* **Exercise aim**
Output the rows below as a JSON list of strings with one string for each line, and leave out any blank lines.
### Records to use ###
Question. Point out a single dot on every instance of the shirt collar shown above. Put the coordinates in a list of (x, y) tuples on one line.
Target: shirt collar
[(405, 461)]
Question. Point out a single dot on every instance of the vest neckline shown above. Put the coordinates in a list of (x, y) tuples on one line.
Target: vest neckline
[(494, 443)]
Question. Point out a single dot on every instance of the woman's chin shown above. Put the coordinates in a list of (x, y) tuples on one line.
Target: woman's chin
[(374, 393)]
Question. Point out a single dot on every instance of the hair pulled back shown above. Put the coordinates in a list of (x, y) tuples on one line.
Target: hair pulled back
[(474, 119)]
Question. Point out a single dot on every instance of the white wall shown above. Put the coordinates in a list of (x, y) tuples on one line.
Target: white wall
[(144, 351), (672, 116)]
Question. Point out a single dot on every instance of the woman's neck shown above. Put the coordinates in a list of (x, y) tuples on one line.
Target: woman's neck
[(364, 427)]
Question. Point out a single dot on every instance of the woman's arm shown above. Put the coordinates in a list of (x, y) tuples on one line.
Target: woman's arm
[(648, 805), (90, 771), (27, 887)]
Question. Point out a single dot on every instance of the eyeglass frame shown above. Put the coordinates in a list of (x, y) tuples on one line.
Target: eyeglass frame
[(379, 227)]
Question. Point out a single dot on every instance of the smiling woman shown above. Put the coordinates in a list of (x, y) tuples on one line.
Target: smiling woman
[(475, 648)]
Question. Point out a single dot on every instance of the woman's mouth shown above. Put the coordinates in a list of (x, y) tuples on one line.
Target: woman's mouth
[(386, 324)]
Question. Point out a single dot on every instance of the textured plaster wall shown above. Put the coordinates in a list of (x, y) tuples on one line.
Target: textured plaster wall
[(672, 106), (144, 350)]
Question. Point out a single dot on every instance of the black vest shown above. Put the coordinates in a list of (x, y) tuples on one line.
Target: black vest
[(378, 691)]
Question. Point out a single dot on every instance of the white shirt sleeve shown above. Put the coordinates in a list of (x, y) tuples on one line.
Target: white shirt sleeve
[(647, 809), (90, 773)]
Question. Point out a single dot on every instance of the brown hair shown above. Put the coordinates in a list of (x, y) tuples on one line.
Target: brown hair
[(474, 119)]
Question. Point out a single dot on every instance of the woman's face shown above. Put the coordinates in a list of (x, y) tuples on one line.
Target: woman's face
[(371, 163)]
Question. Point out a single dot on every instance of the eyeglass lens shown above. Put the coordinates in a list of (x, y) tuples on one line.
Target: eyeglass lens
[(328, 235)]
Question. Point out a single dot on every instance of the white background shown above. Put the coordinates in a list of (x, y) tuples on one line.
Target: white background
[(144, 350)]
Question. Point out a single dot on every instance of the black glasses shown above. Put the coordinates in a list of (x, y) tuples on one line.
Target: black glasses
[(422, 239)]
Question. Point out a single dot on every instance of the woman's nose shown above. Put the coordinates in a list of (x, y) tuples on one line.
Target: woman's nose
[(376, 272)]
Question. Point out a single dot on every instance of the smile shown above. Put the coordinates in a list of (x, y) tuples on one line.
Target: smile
###
* **Full output**
[
  "Question. Point out a single dot on every instance of the shirt collar shown above. Put the coordinates in a list of (x, y) tuples on one line.",
  "Target: shirt collar",
  "[(405, 461)]",
  "Question. Point out a single dot on every instance of the vest neckline shown above. Put the coordinates in a list of (x, y) tuples on one line.",
  "Target: vest neckline",
  "[(494, 443)]",
  "Question. Point out a single dot on every instance of the woman's chin shown above. Put the coordinates in a list of (x, y) tuples on one line.",
  "Target: woman's chin",
  "[(374, 393)]",
  "Question. Point out a single dot on every instance of the hair pulled back shown above. Put the coordinates in a list of (x, y) tuples on one line.",
  "Target: hair pulled back",
  "[(474, 119)]",
  "Question. Point out a single dot on every instance of the white wall shown above. Put the coordinates in a list of (x, y) tuples on one line.",
  "Target: white wall",
  "[(144, 351), (672, 116)]",
  "Question. Point out a single dot on every instance of the woman's neck shown above. Put the coordinates in a list of (x, y) tuples on one line.",
  "Target: woman's neck",
  "[(364, 427)]",
  "Question. Point out a single dot on every instance of the woman's arm shown above. Put the coordinates in a list of (x, y) tuples on one line.",
  "Target: woman's arm",
  "[(648, 805), (90, 771), (27, 887)]",
  "Question. Point out a single dot on every instance of the eyeglass frame shown above. Put the coordinates in a list of (x, y) tuples on one line.",
  "Target: eyeglass frame",
  "[(379, 227)]",
  "Question. Point out a single dot on every instance of the smiling woman shown above. Put the coordinates in a list of (x, y) tuples on one line.",
  "Target: smiling woman",
  "[(475, 648)]",
  "Question. Point out a single dot on every instance of the woman's mouth shown above. Put the coordinates in a list of (x, y) tuples on one line.",
  "Target: woman's mouth",
  "[(386, 324)]",
  "Question. Point out a single dot on every instance of the textured plaster wall shown above. Put the coordinates in a list of (x, y) tuples on one line.",
  "Target: textured plaster wall",
  "[(672, 106), (144, 350)]",
  "Question. Point out a single dot on every instance of the black vest shown above. Put the coordinates in a list of (x, y) tuples on one line.",
  "Target: black vest",
  "[(378, 691)]",
  "Question. Point out a single dot on every instance of the white shirt sleeve shown above. Put the coordinates in a list of (x, y) tuples on one line.",
  "Target: white shirt sleeve",
  "[(647, 809), (90, 773)]",
  "Question. Point out a single dot on every instance of the brown hair shown above. Put the coordinates in a list of (x, y) tuples on one line.",
  "Target: brown hair",
  "[(474, 119)]",
  "Question. Point out a single dot on every instance of the woman's face shown above. Put the coordinates in a list of (x, y) tuples on one line.",
  "Target: woman's face",
  "[(371, 163)]",
  "Question. Point out a single dot on every instance of the eyeglass lens shown above. Put the coordinates in a list of (x, y) tuples on one line.",
  "Target: eyeglass lens",
  "[(328, 235)]",
  "Question. Point out a single dot on every instance of the white background shown above. Put the coordinates in a list of (x, y) tuples on one line.",
  "Target: white background",
  "[(144, 350)]",
  "Question. Point out a single dot on every instance of the black glasses shown above. Put the coordinates in a list of (x, y) tuples on one line.",
  "Target: black glasses",
  "[(422, 239)]",
  "Question. Point out a single dot on every instance of the woman's nose shown above. Put the coordinates in a list of (x, y) tuples on one line.",
  "Target: woman's nose",
  "[(376, 272)]",
  "Question. Point out a single dot on every instance of the smile shown above. Put the coordinates in a list of (x, y) tuples on one line.",
  "Target: smile"
]